§ ИСХОДНЫЙ ТЕКСТ:

Но прежде чем Самик успел что-либо предпринять, вмешался Кнуд Расмуссен. Сиглук пришёл к нему за советом и признался, что подумывает, не убить ли Самика первым. Хорошо представляя, что это запустит бесконечную череду кровной мести, Расмуссен попросил Сиглука подождать. Затем разослал всем вовлечённым в конфликт просьбу собраться в фактории для мирных переговоров.
Пока люди устраивались в помещении, Расмуссен раздавал всем кофе и табак. Он хотел, чтобы переговоры прошли в дружелюбной атмосфере. Когда все расселись, он произнёс длинную речь, оплакивая смерть своего друга Увисакавсика – славного охотника, безвременно ушедшего из жизни. Но кровопролитием делу нельзя помочь. Конечно, Самик хочет отомстить за брата, но – Расмуссен посмотрел Самику прямо в глаза – разве это вернёт Увисакавсика к жизни? Расмуссен утверждал, что самый мужественный поступок в такой ситуации – оставить человеку жизнь, когда у тебя есть полное право отнять её. Милосердие требует настоящей силы духа, и тот, кто найдёт в себе милосердие, – поистине достойный человек.
Как только Расмуссен умолк, последовала долгая и жаркая дискуссия. Рассмотрев вопрос со всех сторон, Самик согласился не искать мести. Все присутствующие поздравили его с этим решением.

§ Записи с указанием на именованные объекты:
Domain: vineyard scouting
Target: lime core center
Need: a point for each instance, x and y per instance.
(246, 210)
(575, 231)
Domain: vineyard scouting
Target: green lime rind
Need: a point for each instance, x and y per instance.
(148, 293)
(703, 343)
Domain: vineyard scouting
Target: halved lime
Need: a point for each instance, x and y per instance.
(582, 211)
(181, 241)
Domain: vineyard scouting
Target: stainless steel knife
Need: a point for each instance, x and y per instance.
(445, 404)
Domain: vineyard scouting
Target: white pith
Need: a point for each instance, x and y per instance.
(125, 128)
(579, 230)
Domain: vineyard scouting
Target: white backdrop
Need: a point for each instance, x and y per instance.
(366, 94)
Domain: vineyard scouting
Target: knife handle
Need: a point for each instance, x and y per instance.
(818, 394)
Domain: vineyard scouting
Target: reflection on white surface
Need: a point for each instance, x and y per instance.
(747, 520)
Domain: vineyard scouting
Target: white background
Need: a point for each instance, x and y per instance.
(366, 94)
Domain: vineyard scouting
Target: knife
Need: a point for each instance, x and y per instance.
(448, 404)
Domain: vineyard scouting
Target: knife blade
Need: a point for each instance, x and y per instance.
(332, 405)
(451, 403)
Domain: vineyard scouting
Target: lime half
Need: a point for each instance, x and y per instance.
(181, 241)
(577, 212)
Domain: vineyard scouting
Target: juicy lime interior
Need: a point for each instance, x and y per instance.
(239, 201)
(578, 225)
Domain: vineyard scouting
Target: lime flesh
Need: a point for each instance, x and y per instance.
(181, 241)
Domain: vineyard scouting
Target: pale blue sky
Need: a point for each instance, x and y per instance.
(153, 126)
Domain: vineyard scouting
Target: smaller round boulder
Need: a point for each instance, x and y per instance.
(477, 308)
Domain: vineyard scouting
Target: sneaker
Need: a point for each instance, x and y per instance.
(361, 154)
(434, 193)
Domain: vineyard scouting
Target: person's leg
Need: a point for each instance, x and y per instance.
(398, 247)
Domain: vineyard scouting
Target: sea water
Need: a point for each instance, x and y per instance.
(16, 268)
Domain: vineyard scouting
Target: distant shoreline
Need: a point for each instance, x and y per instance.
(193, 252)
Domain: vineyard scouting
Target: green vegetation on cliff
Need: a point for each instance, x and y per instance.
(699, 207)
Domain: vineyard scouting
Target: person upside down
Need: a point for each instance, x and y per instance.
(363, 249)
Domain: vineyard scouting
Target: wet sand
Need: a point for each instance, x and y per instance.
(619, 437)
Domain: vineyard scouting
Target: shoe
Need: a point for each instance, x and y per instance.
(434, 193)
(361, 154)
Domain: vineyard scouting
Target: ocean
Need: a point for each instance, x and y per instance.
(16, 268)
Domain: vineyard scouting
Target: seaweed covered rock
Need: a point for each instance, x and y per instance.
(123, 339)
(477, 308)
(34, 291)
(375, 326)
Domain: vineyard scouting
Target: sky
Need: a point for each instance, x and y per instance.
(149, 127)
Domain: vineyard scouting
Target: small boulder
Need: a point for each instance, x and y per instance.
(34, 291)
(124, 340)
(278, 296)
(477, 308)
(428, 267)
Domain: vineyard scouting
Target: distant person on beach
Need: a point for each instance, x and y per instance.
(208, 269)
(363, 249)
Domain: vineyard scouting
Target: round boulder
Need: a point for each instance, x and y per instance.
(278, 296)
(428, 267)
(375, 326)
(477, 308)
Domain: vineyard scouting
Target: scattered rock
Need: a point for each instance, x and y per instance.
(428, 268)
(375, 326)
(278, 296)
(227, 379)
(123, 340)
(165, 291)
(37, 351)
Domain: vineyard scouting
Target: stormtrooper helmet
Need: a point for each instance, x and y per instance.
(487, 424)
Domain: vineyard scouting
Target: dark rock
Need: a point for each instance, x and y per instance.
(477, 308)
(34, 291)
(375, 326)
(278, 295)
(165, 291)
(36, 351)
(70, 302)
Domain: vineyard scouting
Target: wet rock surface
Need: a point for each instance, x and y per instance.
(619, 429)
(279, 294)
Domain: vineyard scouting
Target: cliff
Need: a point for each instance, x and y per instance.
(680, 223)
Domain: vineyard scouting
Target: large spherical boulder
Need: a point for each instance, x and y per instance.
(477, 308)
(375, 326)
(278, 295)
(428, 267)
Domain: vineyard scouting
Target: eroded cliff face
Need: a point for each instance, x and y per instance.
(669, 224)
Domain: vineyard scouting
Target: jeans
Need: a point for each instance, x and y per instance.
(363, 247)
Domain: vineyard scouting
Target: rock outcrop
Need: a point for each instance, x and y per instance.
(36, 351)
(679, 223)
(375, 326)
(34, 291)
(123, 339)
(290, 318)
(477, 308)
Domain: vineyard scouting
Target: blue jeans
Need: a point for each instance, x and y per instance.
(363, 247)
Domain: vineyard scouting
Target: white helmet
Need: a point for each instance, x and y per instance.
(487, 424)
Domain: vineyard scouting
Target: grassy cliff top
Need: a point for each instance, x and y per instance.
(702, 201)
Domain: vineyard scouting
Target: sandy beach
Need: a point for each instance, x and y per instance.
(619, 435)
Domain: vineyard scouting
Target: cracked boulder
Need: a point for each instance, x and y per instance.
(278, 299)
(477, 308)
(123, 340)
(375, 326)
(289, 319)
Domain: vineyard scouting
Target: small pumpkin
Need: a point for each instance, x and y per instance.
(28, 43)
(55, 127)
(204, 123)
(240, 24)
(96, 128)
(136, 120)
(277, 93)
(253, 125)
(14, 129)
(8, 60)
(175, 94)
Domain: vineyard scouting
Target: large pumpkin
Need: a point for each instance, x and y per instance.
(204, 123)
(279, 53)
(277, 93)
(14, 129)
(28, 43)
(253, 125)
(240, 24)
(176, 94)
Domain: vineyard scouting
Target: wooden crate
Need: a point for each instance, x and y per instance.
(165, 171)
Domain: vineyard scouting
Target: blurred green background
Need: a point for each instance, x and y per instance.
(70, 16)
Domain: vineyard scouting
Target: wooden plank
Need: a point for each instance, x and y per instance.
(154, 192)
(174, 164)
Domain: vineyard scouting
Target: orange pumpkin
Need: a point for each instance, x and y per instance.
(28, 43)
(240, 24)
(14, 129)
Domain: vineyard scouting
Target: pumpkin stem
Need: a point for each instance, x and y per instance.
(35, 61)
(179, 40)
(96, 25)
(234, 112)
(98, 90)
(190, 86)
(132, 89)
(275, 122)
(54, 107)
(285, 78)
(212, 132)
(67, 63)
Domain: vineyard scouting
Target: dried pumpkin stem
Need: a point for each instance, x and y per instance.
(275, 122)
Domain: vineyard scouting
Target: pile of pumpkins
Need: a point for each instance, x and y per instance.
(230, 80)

§ ЗАДАЧИ:
A. Ответьте на вопросы по отрывку о Расмуссене:
(i) Что Расмуссен раздавал людям, пока они устраивались в помещении?
(ii) Кем был Увисакавсик, по словам Расмуссена?
(iii) На что в итоге согласился Самик?
B. Перепишите фрагмент отрывка о Расмуссене, начиная со слов «Пока люди устраивались» и заканчивая словами «с этим решением.», заменив «Расмуссен» на «Кнуд Расмуссен».
C. Как могли бы развиваться события дальше? Продолжите отрывок о Расмуссене после его последней фразы.
Записи для работы не понадобятся.

§ ОТВЕТЫ НА ЗАДАНИЯ:
A.
(i) Кофе и табак.
(ii) Другом Расмуссена и славным охотником, безвременно ушедшим из жизни.
(iii) Не искать мести.

B.
Пока люди устраивались в помещении, Кнуд Расмуссен раздавал всем кофе и табак. Он хотел, чтобы переговоры прошли в дружелюбной атмосфере. Когда все расселись, он произнёс длинную речь, оплакивая смерть своего друга Увисакавсика – славного охотника, безвременно ушедшего из жизни. Но кровопролитием делу нельзя помочь. Конечно, Самик хочет отомстить за брата, но – Кнуд Расмуссен посмотрел Самику прямо в глаза – разве это вернёт Увисакавсика к жизни? Кнуд Расмуссен утверждал, что самый мужественный поступок в такой ситуации – оставить человеку жизнь, когда у тебя есть полное право отнять её. Милосердие требует настоящей силы духа, и тот, кто найдёт в себе милосердие, – поистине достойный человек.
Как только Кнуд Расмуссен умолк, последовала долгая и жаркая дискуссия. Рассмотрев вопрос со всех сторон, Самик согласился не искать мести. Все присутствующие поздравили его с этим решением.

C.
Добившись перемирия, Расмуссен продемонстрировал ещё одну выдающуюся способность: он ловко умел извлекать выгоду из напряжённых ситуаций. Прежде чем переговорщики разошлись, Расмуссен попросил каждого скрепить общее решение, предоставив ему пять песцовых шкур в знак удовлетворения. Пушнина идёт на благо торговому посту, объяснил он; а что на благо торговому посту – то на благо сообществу. Погиб хороший охотник, но не будем же мы из-за этого убивать больше охотников! Ведь торговому посту нужна пушнина.
12. «Красота нашей земли не даётся даром»
Остаток 1910 года прошёл благополучно, без убийств и раздоров. Фройхен и Расмуссен большую его часть провели в путешествиях и торговле мехами. Образ жизни их почти не отличался от образа жизни местных – разве что в дорогу они брали с собой фонограф. Каждый вечер Расмуссен осторожно ставил иголку на звуковую дорожку и заводил оперу. Когда начиналось пение, Расмуссен вторил ему. Студентом он мечтал стать оперным певцом и даже брал уроки у известного артиста Лаурица Тёрслеффа. Тот как-то пригласил на репетицию Расмуссена оперную звезду Вильгельма Херольда, но юный певец не произвёл на него большого впечатления. «Вашим баритоном мир не покорить, – сказал он. – Впрочем, способности у вас есть, и их можно развивать». Способности у Расмуссена правда были, но работать над ними не хватало терпения, поэтому он выбрал стезю полярного исследователя.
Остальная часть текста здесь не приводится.